··· SOURCE DOCUMENT ···

Bus error during digitization and reconstruction

Dear experts,

As of late last week, o2-sim-digitizer is often breaking with bus error:

...
[11788:ITSDigitizer]:  *** Break *** bus error
[11788:ITSDigitizer]:  Generating stack trace...
[11788:ITSDigitizer]:  0x00007f2af948eb13 in o2::framework::DataProcessor::doSend(FairMQDevice&, o2::framework::MessageContext&) at /usr/include/c++/7/bits/unique_ptr.h:355 from /home/alidocklite/sw/ubuntu1804_x86-64/O2/v1.2.0-1/lib/libO2Framework.so
[11788:ITSDigitizer]:  0x00007f2af9459281 in <unknown> from /home/alidocklite/sw/ubuntu1804_x86-64/O2/v1.2.0-1/lib/libO2Framework.so
...

While simulations with 500 to 1000 events runs fine, this error happens for more than about 2000 pythia events with the ITS and MFT enabled. The full output of o2-sim-digitizer can be found here: digitizer.log. All files here. This is on Ubuntu 18.04 on different machines Intel and AMD.

In some intermediate cases the digitizer runs OK but then the reconstruction workflow breaks with bus error

...
[16761:mft-clusterer]: [20:02:42][INFO] MFTClusterer pushed 967112 compressed clusters, in 9822 RO frames
[16761:mft-clusterer]: 
[16761:mft-clusterer]:  *** Break *** bus error
[16761:mft-clusterer]:  Generating stack trace...
[16761:mft-clusterer]:  0x00007fd1497e6a93 in o2::framework::DataProcessor::doSend(FairMQDevice&, o2::framework::MessageContext&) at /usr/include/c++/7/bits/unique_ptr.h:355 from /home/alidocklite/sw/ubuntu1804_x86-64/O2/v1.2.0-1/lib/libO2Framework.so
...

Alidist and O2 dev are up to date. Anyone else experiencing this? Suggestions are much appreciated.

Thanks in advance,
Rafael

Do you have the same problem without alidock? In particular, do you have any particular settings for docker on your machine which might reduce the amount of shared memory available to docker itself? Can you do a docker inspect while it runs?

···

:: CHALLENGE 1 ::
Return everything from "Do you have the" down to "while it runs?" in the forum thread about the bus error.
:: CHALLENGE 2 ::
Write the next part of the bus error thread, starting where it stops.
The items have nothing to do with this.

··· LISTED RECORDS ···

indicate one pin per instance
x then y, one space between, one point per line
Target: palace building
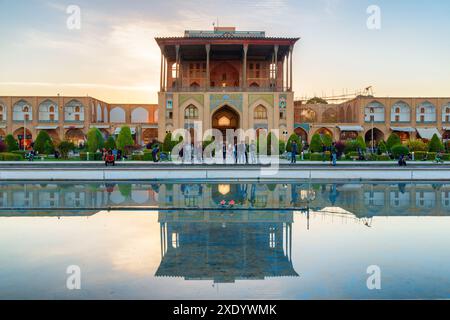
226 79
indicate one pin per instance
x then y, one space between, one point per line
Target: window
191 112
260 112
273 71
175 68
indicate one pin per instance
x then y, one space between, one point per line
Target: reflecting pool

···

:: OUTPUT 1 ::
Do you have the same problem without alidock? In particular, do you have any particular settings for docker on your machine which might reduce the amount of shared memory available to docker itself? Can you do a docker inspect while it runs?

:: OUTPUT 2 ::
1 Like

Hi @pezzi

I’ve seen bus error when the shared memory segment was not sufficiently large, can you try with larger --shm-segment-size?

Cheers,
Ruben

1 Like

Hi @eulisse and @shahoian, thanks for your replies. Yes, this is on docker, which has a default shm-segment of only 64MB. I have been running these setups for a while with up to 50000 events without this never showing up. Anyway, by increasing shared memory to 1GB with --shm-size="1g" the problem is gone! Thanks!

@pezzi with only 64MB it’s weird it never showed up, actually. What do you have for ulimit -a?

@mconcas can you please update the docker defaults for alidock to a more sensible (for O2) amount of shared memory? We use 20GB by default for the segment size. I would at least try 1GB.

Hi @eulisse

It seems that alidock is also sticking to the default 64MB limit. As for ulimits -a, on my system the limits are not changed according to the shm size.

core file size          (blocks, -c) unlimited
data seg size           (kbytes, -d) unlimited
scheduling priority             (-e) 0
file size               (blocks, -f) unlimited
pending signals                 (-i) 256727
max locked memory       (kbytes, -l) 64
max memory size         (kbytes, -m) unlimited
open files                      (-n) 1024
pipe size            (512 bytes, -p) 8
POSIX message queues     (bytes, -q) 819200
real-time priority              (-r) 0
stack size              (kbytes, -s) 8192
cpu time               (seconds, -t) unlimited
max user processes              (-u) unlimited
virtual memory          (kbytes, -v) unlimited
file locks                      (-x) unlimited

Hi, just saw the issue.
A fix has been added in master.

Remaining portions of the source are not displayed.